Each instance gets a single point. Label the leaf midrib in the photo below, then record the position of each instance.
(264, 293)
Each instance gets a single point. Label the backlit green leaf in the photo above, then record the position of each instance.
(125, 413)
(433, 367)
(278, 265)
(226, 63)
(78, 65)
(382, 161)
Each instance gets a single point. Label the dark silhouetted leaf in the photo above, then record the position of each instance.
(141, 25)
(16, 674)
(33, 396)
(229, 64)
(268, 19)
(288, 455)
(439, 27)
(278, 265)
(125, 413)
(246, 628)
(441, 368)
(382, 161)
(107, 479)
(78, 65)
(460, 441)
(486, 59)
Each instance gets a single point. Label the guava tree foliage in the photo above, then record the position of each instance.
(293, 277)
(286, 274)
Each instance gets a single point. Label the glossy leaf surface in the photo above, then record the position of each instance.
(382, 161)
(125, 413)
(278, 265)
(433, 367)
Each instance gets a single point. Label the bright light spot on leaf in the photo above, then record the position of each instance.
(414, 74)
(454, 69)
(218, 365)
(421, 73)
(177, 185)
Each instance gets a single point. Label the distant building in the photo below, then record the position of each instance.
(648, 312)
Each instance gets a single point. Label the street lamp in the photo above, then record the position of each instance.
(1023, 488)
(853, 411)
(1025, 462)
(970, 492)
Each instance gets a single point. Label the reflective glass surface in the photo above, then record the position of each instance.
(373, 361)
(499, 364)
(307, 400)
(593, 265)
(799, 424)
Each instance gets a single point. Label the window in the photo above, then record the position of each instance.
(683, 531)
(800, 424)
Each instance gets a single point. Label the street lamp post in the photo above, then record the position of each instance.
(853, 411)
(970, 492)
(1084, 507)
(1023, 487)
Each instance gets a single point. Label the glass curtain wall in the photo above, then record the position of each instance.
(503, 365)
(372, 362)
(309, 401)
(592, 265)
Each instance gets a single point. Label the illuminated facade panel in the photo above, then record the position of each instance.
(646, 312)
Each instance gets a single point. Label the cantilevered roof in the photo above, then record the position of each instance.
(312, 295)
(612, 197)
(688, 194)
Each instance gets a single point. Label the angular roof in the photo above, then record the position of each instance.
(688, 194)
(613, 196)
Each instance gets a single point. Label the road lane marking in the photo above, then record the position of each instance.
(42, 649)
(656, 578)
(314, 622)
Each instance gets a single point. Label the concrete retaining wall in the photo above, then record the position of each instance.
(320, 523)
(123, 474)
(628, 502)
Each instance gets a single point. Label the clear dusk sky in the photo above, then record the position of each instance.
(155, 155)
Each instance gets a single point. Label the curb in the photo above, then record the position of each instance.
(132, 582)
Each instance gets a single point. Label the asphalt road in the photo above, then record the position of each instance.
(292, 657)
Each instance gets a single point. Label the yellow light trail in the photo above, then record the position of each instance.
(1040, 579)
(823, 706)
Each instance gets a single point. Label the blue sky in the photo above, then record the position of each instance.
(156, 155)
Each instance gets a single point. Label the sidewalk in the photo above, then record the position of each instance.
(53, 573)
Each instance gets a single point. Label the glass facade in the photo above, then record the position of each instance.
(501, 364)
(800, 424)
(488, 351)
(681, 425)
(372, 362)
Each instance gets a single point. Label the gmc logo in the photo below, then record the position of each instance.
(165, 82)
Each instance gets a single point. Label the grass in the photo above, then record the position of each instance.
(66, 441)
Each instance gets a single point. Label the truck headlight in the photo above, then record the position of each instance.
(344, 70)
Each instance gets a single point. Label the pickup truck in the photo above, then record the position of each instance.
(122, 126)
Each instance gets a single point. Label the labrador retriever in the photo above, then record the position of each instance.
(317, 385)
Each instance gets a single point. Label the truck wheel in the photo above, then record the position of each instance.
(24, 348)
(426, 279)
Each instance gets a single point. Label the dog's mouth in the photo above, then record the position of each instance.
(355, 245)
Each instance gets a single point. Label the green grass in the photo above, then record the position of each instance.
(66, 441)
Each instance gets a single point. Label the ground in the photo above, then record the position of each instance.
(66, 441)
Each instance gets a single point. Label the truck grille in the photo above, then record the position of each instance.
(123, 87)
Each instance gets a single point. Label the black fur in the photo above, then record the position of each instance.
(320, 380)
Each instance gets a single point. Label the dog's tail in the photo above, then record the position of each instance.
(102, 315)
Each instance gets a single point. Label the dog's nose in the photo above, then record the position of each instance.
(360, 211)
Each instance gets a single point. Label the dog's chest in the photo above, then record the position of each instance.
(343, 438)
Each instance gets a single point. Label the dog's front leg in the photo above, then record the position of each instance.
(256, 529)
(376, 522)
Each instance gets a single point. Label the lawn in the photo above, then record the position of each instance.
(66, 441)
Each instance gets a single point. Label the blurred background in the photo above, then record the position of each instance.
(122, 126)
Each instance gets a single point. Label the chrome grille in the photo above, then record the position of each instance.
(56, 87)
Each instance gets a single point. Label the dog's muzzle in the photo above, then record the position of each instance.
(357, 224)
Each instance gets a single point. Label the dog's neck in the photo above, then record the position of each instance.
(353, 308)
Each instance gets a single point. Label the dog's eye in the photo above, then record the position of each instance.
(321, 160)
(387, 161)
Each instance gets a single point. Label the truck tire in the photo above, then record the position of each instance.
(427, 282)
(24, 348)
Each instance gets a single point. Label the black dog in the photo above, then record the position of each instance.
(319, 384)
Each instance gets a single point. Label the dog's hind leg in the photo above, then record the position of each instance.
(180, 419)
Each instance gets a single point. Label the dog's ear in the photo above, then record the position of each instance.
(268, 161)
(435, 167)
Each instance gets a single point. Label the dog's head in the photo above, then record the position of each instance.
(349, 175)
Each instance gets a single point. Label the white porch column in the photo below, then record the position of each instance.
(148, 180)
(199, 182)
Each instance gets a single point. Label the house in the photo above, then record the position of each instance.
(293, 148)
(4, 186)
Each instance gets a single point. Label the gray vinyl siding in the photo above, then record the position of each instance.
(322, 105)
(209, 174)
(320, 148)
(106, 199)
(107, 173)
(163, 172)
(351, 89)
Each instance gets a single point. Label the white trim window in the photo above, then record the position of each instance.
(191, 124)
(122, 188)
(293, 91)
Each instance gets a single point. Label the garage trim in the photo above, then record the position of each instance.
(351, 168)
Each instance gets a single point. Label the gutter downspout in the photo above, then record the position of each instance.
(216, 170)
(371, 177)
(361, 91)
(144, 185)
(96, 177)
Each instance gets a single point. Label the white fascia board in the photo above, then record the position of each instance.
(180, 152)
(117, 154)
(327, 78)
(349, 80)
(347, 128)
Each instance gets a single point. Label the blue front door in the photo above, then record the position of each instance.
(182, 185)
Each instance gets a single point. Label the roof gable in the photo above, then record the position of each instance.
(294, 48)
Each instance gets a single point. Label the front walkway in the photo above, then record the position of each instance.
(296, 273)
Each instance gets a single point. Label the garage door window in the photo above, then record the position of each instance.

■ ■ ■ ■ ■

Problem:
Only the lines from the one containing "Each instance gets a single point. Label the gutter" through the end of the material should be reproduced, exactly, with both ends included.

Response to the task:
Each instance gets a single point. Label the gutter downspout in the photo above, then record the position of each instance.
(216, 170)
(371, 177)
(361, 91)
(144, 185)
(96, 177)
Each instance gets a single point. Label the white fascia board in the photo above, then record the position of each instance.
(180, 152)
(117, 154)
(327, 78)
(349, 80)
(347, 128)
Each instance gets a single point. Label the blue front door in the photo above, then record the position of each instance.
(182, 185)
Each instance gets a single point. Label the roof gable in the photo above, then record the position of each instance.
(294, 48)
Each instance gets a single point. Label the front walkway in the photo above, then record the position of each instance.
(296, 273)
Each instance gets a single point. Label the garage door window in the photo above, then record the position of each instance.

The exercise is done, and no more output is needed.